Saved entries

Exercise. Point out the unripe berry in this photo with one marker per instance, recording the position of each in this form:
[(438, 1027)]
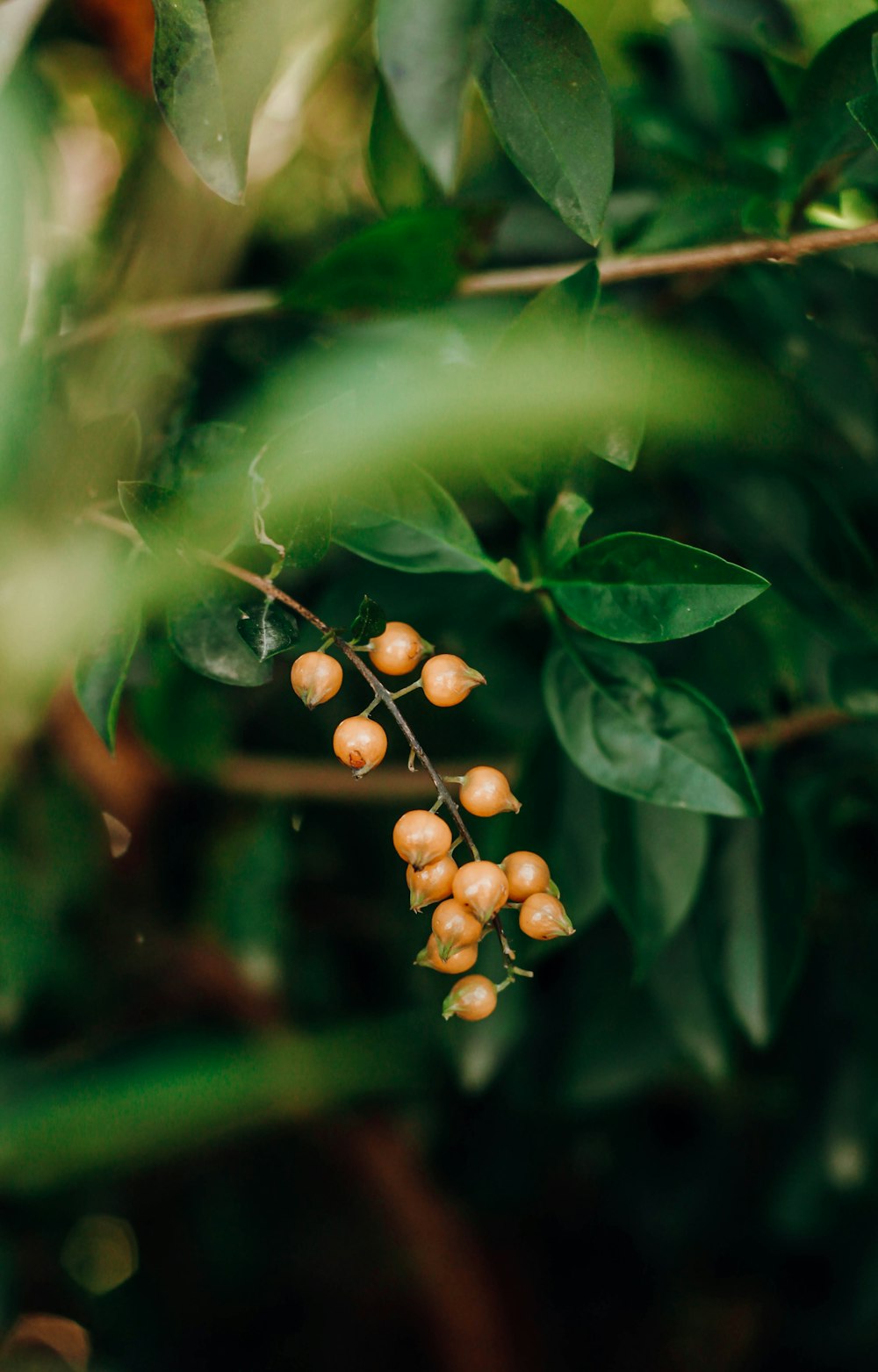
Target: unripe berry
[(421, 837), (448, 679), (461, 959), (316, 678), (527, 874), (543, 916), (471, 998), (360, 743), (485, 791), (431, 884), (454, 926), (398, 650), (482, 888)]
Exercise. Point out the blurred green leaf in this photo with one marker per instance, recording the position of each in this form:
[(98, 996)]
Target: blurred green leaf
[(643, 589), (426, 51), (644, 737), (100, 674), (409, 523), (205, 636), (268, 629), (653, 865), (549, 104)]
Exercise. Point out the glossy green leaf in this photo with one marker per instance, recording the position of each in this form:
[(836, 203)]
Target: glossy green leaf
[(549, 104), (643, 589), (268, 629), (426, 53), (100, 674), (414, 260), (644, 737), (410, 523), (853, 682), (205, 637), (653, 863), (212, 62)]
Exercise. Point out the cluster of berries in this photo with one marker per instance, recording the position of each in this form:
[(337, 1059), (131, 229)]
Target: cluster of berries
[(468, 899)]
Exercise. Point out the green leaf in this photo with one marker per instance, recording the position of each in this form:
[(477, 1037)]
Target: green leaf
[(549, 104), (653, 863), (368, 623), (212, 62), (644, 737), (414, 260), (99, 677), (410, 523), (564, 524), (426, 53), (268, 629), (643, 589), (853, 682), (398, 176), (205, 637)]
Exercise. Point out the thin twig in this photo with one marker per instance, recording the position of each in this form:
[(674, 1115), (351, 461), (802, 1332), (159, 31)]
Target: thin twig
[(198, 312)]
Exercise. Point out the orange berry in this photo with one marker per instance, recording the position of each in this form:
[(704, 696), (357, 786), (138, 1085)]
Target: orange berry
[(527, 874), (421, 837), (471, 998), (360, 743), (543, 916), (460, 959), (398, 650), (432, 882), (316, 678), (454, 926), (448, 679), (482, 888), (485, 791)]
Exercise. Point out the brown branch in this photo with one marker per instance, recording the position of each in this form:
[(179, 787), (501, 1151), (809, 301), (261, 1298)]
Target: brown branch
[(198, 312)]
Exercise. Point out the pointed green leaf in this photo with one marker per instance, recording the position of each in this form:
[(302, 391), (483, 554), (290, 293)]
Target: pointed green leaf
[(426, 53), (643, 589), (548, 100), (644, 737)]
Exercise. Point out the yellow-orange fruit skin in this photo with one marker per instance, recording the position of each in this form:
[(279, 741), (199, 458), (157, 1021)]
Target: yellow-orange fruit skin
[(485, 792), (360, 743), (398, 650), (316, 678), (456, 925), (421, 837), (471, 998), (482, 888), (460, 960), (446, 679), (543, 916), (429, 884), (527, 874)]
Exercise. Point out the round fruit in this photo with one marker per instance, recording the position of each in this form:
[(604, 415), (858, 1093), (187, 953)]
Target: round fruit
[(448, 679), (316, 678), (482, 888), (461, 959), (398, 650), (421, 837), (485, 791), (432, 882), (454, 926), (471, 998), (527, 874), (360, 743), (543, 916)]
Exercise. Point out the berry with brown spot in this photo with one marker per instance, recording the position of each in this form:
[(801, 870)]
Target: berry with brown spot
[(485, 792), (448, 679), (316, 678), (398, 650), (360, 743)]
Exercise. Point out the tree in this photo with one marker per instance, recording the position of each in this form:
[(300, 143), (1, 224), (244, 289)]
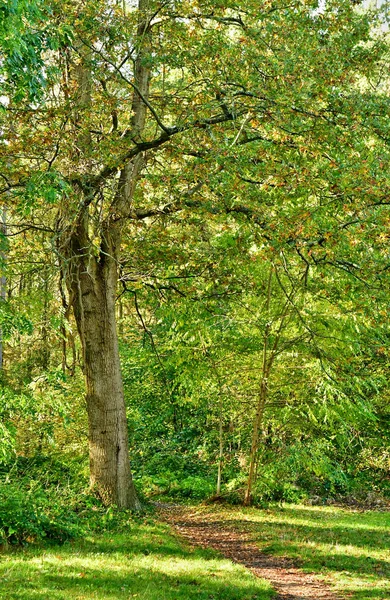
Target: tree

* * *

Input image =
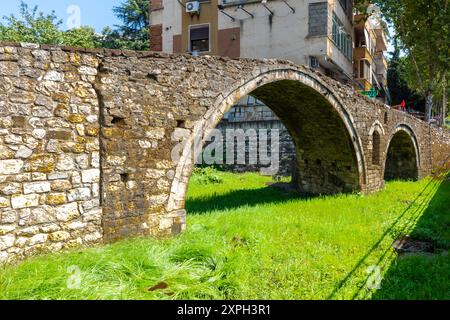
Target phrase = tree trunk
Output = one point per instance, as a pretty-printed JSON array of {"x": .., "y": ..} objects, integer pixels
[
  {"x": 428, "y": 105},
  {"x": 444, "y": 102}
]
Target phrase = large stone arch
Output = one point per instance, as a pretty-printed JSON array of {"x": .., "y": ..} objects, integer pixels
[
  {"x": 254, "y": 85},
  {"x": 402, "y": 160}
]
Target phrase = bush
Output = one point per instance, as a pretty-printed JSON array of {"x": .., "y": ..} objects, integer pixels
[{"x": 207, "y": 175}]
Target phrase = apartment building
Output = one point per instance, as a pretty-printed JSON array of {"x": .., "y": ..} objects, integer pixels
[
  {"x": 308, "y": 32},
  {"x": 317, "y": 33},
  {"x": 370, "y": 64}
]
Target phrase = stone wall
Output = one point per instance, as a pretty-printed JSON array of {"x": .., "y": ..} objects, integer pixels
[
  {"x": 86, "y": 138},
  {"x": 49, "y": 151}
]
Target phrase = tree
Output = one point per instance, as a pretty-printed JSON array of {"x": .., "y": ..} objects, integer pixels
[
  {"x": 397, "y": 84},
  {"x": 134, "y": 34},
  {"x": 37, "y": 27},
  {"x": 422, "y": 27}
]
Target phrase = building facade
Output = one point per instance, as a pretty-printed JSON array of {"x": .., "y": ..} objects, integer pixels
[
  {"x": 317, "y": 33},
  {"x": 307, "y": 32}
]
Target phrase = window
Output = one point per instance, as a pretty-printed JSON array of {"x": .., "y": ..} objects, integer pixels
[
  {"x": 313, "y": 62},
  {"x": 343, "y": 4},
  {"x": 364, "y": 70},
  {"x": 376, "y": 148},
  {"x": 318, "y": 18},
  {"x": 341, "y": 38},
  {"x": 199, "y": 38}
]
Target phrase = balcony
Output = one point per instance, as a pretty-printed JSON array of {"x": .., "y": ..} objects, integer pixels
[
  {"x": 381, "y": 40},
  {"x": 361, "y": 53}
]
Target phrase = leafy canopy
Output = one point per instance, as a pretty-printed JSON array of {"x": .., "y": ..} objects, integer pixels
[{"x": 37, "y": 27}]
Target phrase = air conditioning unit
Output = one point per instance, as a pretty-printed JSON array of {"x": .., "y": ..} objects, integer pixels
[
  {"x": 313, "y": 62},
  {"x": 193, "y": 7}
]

==

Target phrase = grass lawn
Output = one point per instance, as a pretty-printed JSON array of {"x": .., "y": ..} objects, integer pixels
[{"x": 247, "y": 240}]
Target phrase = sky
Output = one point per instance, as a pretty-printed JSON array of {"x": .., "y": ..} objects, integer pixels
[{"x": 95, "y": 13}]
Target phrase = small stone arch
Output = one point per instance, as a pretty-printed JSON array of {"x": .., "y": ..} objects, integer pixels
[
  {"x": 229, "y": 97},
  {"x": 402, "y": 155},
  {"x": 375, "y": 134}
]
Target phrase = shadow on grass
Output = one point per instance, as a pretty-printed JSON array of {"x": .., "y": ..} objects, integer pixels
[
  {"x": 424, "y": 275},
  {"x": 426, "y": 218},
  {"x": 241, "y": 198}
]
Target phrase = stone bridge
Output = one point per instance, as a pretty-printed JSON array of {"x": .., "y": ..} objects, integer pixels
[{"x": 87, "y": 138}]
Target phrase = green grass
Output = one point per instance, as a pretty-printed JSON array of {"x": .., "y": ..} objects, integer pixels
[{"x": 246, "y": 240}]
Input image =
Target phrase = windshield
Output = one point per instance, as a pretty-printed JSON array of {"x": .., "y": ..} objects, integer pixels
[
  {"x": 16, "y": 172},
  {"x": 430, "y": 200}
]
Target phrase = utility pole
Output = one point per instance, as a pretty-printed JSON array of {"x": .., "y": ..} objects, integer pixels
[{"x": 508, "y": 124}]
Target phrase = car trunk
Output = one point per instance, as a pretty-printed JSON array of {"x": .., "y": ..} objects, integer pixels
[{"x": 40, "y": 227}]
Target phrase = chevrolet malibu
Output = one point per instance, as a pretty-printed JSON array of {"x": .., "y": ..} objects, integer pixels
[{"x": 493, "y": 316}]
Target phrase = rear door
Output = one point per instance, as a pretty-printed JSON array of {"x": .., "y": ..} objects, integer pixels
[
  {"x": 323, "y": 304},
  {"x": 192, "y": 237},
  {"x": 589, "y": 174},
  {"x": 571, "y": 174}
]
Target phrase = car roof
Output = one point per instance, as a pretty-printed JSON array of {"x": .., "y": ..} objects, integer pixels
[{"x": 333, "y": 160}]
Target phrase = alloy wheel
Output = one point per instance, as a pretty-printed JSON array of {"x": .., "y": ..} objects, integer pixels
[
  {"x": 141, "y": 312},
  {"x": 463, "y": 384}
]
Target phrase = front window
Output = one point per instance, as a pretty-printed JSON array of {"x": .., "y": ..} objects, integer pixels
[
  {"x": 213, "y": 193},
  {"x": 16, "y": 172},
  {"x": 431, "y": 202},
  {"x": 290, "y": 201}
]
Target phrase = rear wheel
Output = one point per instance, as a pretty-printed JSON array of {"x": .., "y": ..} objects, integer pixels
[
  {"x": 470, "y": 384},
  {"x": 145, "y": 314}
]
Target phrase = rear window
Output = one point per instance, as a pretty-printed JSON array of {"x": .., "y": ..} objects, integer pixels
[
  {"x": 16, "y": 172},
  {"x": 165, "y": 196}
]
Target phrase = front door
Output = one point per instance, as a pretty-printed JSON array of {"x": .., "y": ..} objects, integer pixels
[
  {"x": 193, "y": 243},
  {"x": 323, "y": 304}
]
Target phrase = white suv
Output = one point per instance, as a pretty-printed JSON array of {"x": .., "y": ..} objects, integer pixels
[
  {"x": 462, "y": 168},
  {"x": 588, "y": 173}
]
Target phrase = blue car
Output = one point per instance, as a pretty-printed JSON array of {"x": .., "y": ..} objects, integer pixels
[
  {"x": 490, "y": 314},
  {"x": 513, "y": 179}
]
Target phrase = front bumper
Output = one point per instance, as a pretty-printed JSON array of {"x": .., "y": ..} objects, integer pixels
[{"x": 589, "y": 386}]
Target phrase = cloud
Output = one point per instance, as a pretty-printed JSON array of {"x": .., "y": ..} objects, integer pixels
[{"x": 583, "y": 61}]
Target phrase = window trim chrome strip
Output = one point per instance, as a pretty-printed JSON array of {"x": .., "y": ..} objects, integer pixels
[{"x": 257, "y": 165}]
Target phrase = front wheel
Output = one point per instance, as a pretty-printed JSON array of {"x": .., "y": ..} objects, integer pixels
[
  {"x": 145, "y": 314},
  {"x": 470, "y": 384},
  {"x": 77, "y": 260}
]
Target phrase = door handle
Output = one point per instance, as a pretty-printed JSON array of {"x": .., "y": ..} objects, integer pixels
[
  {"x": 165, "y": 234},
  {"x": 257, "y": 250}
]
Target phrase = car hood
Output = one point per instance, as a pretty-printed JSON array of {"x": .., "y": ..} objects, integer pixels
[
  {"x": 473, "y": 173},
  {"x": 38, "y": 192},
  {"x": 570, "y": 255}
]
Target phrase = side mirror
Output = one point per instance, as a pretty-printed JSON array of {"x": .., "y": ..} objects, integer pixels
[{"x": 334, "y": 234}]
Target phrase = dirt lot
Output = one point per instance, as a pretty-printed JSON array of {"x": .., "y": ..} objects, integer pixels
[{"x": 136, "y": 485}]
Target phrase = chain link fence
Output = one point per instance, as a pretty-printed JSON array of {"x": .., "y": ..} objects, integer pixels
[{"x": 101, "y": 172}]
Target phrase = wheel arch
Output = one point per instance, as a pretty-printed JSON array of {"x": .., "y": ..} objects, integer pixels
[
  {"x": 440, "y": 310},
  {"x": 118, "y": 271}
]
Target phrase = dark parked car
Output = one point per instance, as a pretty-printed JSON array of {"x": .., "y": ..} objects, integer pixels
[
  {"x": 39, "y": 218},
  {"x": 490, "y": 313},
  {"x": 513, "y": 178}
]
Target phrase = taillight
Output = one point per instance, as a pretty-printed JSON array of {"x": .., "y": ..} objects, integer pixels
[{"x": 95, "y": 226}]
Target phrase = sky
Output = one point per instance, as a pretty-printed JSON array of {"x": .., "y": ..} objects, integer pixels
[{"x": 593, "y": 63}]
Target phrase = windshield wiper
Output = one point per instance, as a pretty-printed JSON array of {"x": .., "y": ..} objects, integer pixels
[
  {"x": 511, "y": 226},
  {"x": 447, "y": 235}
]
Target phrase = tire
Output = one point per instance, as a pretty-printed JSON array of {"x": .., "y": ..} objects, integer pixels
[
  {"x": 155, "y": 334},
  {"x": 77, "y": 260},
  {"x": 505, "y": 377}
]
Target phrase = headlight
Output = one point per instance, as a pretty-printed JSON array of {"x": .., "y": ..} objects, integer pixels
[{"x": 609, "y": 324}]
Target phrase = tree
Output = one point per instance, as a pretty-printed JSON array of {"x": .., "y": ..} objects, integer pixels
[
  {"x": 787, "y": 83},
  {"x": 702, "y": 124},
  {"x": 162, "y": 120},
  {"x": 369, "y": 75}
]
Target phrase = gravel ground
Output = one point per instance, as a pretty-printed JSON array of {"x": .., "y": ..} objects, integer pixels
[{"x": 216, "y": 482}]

• **Requirement**
Swap "marker" for "pin" in the lines that begin at the line containing "Exercise. Point out the cluster" and end with the line containing "[(426, 53), (643, 589), (548, 100), (644, 737)]", and give those lines again with all else unchanged.

• **Task response**
Exercise. Point out the cluster of berries in this photo with one pin per instance, recording the position of each in this form:
[(337, 1059), (131, 229)]
Target: cluster of berries
[(468, 899)]
Exercise. Point out the green leaf in this photo with one pin per instance, recording the position of each in this form:
[(477, 1037)]
Target: green leaf
[(549, 104), (653, 863), (368, 623), (212, 62), (644, 737), (414, 260), (99, 677), (410, 523), (564, 524), (426, 53), (268, 629), (643, 589), (853, 682), (398, 176), (205, 637)]
Exercise. Point out the thin twig in this photo with one pin per instance, recording the position of each in this form:
[(674, 1115), (351, 461), (802, 1332), (159, 31)]
Target: thin twig
[(198, 312)]
Exercise. Point out the orange berry in this photo with one pin per instance, recording the position of each in this form:
[(704, 696), (357, 786), (138, 1085)]
Target: orange berry
[(527, 874), (421, 837), (471, 998), (360, 743), (543, 916), (460, 959), (398, 650), (432, 882), (316, 678), (454, 926), (448, 679), (482, 888), (485, 791)]
Exercise. Point out the brown branch in this photo with one pin per instance, recording the position of each in this form:
[(179, 787), (501, 1151), (809, 301), (261, 1298)]
Target: brown branch
[(198, 312)]
Exercise. Point out the pointed green leaf in this photo with one pin per instance, recording the position of each in this form:
[(302, 391), (483, 554), (290, 293)]
Target: pointed green leaf
[(426, 53), (643, 589), (548, 100), (644, 737)]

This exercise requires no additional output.